+++ EXTRAIT DU TEXTE

CA Poitiers, ch. civ. sect. 2, 24 février 1993, n° 842-91

POITIERS

Arrêt

PARTIES

Demandeur :

Delaby

Défendeur :

Allain, Central de l'immobilier (SARL), Calvez et Cie (SNC)

COMPOSITION DE LA JURIDICTION

Président :

M. Lerner (faisant fonction)

Conseillers :

Mme Albert, M. Andrault

Avoués :

SCP Landry-Tapon, SCP Paille-Thibault, SCP Musereau-Drouineau-Rosaz

Avocats :

Mes Ménegaire, Descubes, Digout, Chalvet

TGI La Rochelle, du 5 févr. 1991

5 février 1991

I - Exposé sommaire du litige en procédure d'appel

1°) Le Tribunal de grande instance de La Rochelle, par jugement rendu le 5 février 1991 et dont la teneur sera ici réputée connue, a notamment :

- débouté Monsieur Pascal Delaby de ses demandes ;

- condamné Monsieur Pascal Delaby à payer au titre de l'article 700 du nouveau Code de procédure civil 2 000 F tant à Monsieur Jean Allain qu'à la SARL La Centrale de l'Immobilier Agence Sautel.

2°) Monsieur Pascal Delaby a le 8 mars 1991 interjeté appel de cette décision.

Il soutient ce qui suit :

Il n'a eu la jouissance de l'immeuble que le 25 juillet 1989, date à laquelle celui-ci a été libéré de toute occupation ou location, comme il a été précisé à l'acte authentique du même jour, faisant suite au compromis de vente du 15 avril 1989 ;

Il ne pouvait pas avant le 25 juillet 1989 procéder ou faire procéder à l'arrachage des papier peints et des moquettes ;

La modicité du prix pouvait s'expliquer par l'absence de terrain, une installation électrique à refaire, la vétusté de la plomberie, des papiers muraux et des peintures, la difficulté de trouver un acquéreur ;

Il avait fait confiance à l'agence immobilier pour vérifier la pertinence du certificat anti-parasitaire ;

L'expertise a démontré que presque toutes les pièces de l'immeuble étaient infestées de termites en activité, le rendant impropre à sa destination ;

S'il avait eu connaissance de ce vice caché, il n'aurait pas acheté cet immeuble, même à un moindre prix ;

Les attaques des insectes avaient été délibérément maquillées et dissimulées et le certificat anti-parasitaire a été établi sur un examen manifestement insuffisant pour un professionnel, de sorte qu'il a été victime de manœuvres dolosives devant entraîner la nullité de la vente conformément à l'article 1116 du Code civil ,

Au cas où le dol ne serait pas retenu, il est fondé à agir sur le fondement du vice caché, ayant assigné en référé dès le 4 août 1989 ;

- L'agence immobilière et la SNC Calvez et Cie l'ont trompé par la production d'attestations fallacieuses datées de septembre 1987 et du 21 juin 1989, cette dernière non présentée avant la vente, et toutes deux ne respectant par l'article 10 de l'arrêté préfectoral du 18 février 1985 ;

Ces deux personnes ont ainsi engagé leur responsabilité à son égard ;

Il justifie du montant de son préjudice.

++++++
+++ ENTRÉES EXTRAITES

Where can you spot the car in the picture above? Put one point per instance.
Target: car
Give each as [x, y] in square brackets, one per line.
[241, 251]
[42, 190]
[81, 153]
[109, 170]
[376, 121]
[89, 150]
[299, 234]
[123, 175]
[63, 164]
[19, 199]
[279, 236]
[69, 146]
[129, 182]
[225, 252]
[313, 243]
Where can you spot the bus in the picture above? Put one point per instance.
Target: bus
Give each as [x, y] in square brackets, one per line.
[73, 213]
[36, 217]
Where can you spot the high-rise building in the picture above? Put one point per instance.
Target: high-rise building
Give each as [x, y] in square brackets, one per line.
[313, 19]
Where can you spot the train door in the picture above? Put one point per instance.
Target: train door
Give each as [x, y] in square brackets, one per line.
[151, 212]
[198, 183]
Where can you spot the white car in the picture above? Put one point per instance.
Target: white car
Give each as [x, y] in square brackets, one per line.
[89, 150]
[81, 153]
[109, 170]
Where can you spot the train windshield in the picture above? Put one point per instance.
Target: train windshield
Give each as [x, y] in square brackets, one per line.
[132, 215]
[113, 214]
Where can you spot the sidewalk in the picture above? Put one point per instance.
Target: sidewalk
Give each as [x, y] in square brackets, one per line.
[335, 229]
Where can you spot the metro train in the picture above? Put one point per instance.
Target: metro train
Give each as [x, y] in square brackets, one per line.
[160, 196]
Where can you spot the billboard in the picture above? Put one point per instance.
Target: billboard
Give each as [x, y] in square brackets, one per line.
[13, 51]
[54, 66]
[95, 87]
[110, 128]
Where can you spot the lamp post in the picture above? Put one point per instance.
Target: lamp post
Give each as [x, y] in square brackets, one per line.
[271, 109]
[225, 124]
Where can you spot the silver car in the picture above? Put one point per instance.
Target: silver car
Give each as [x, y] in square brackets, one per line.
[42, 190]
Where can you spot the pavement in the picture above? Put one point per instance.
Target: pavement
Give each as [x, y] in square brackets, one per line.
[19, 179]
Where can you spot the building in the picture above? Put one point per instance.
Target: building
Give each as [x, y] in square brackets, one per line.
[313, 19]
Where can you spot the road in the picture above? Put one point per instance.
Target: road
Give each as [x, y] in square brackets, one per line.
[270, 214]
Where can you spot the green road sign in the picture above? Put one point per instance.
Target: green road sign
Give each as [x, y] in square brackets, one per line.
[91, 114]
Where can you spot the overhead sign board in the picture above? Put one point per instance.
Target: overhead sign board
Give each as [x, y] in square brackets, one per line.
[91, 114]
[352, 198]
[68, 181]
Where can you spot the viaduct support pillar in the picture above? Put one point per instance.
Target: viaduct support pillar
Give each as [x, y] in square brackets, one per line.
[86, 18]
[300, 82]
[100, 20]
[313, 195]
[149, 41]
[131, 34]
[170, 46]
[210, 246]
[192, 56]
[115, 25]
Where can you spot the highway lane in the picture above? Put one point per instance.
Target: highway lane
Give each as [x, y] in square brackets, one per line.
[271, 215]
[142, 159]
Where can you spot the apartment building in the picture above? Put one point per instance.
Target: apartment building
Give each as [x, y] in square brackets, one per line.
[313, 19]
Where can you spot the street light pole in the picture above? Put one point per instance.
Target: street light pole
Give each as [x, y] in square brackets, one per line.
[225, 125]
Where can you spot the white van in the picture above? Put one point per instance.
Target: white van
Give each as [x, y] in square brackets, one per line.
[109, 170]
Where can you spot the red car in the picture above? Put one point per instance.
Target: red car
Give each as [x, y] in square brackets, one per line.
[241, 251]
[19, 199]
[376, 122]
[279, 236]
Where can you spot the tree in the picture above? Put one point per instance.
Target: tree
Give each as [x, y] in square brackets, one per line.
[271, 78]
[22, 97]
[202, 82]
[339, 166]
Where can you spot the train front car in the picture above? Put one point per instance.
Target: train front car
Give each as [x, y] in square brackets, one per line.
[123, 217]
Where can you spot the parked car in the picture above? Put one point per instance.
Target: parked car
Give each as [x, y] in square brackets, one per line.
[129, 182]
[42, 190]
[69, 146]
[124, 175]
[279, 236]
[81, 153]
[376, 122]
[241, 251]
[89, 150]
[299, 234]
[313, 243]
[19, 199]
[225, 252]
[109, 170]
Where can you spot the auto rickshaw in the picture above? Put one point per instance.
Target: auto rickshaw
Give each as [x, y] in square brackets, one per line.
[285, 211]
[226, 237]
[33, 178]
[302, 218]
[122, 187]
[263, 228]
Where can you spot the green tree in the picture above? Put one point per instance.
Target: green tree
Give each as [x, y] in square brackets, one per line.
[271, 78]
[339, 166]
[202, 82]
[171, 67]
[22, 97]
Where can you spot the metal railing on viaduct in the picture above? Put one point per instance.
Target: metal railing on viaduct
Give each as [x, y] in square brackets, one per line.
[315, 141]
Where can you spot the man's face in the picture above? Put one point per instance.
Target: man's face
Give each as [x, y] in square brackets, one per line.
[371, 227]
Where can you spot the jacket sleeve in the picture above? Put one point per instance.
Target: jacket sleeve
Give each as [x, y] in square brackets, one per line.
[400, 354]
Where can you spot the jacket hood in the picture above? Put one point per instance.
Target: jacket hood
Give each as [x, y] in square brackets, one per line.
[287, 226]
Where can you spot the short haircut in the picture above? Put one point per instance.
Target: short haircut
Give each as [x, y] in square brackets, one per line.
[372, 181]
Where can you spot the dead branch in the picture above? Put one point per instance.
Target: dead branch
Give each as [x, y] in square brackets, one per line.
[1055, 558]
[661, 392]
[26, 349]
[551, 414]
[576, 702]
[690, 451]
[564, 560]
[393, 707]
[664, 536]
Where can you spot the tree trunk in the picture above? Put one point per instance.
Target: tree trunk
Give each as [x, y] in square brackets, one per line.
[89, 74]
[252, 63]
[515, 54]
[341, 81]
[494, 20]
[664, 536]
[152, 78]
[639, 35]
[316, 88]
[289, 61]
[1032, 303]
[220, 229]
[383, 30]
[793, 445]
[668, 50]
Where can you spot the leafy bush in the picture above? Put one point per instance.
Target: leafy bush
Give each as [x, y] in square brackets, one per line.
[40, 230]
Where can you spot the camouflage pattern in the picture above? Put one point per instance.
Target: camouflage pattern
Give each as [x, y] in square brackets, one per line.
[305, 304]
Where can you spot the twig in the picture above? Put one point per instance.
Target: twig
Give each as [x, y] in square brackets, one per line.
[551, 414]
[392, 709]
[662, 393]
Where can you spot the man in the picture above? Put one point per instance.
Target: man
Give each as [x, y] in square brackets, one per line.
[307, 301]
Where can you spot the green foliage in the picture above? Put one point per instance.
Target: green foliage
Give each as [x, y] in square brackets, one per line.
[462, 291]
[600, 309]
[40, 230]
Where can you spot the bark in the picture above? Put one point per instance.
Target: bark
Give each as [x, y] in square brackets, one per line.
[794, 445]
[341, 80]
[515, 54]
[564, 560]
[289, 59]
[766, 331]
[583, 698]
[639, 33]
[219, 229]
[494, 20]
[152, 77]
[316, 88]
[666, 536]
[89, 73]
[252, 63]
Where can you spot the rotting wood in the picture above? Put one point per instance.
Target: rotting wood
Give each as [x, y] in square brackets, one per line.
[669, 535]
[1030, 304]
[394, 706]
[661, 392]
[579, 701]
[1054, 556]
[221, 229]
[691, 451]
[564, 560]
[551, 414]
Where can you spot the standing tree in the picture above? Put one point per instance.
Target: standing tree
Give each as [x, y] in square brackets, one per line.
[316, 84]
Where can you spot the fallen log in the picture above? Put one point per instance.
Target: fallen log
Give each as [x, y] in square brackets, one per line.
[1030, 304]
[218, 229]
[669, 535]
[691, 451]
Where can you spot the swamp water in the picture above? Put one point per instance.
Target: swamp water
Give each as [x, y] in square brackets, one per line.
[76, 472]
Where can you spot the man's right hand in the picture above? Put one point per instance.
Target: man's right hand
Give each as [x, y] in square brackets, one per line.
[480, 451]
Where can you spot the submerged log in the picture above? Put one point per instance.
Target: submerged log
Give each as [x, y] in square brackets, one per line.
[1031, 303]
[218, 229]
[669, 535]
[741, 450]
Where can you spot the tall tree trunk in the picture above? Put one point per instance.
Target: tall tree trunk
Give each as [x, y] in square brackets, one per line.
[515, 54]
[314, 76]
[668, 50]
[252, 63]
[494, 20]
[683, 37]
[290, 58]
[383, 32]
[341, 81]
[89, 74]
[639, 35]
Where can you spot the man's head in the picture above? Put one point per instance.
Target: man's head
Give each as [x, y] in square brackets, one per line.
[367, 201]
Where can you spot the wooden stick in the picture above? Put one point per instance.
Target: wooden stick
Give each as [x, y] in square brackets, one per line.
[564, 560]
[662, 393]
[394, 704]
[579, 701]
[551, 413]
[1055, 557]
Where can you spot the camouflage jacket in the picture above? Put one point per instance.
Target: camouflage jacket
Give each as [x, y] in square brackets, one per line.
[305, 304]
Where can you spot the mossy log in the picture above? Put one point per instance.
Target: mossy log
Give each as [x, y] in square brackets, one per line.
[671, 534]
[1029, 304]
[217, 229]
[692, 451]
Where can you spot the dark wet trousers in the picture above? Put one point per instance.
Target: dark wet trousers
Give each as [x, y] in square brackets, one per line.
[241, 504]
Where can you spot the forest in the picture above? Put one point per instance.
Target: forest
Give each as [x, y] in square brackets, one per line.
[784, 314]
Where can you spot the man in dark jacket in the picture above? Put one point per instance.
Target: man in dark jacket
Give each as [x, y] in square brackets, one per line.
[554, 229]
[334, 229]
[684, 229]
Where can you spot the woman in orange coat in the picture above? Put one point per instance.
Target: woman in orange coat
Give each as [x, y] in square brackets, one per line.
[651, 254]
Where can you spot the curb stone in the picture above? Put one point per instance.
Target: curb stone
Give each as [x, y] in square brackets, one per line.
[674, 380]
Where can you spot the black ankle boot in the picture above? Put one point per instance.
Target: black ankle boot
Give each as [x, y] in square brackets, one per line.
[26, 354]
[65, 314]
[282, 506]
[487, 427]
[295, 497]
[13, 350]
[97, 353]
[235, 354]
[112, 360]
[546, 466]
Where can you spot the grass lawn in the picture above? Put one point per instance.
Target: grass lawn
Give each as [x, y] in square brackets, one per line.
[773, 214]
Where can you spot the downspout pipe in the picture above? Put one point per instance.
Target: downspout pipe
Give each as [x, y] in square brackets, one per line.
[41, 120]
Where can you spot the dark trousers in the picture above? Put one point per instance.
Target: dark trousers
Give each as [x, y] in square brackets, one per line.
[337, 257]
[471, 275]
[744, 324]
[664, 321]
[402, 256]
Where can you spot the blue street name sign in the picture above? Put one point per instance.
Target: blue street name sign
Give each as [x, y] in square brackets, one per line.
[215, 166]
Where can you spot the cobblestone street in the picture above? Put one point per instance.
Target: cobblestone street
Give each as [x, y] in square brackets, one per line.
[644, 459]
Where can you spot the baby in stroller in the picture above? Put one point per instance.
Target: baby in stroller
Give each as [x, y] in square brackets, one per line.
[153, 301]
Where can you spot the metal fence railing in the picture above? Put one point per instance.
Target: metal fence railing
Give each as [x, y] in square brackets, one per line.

++++++

▶ OBJECTIFS
1. Citez tous les avocats mentionnés dans l'arrêt.
2. Répondez brièvement d'après l'arrêt :
(a) À quelle date Monsieur Pascal Delaby a-t-il interjeté appel ?
(b) De quelle date est le compromis de vente ?
(c) Quel article du Code civil est invoqué pour demander la nullité de la vente ?

▶ RÉPONSES DANS L'ORDRE
1. Ménegaire, Descubes, Digout, Chalvet

2.
(a) Le 8 mars 1991.
(b) Du 15 avril 1989.
(c) L'article 1116.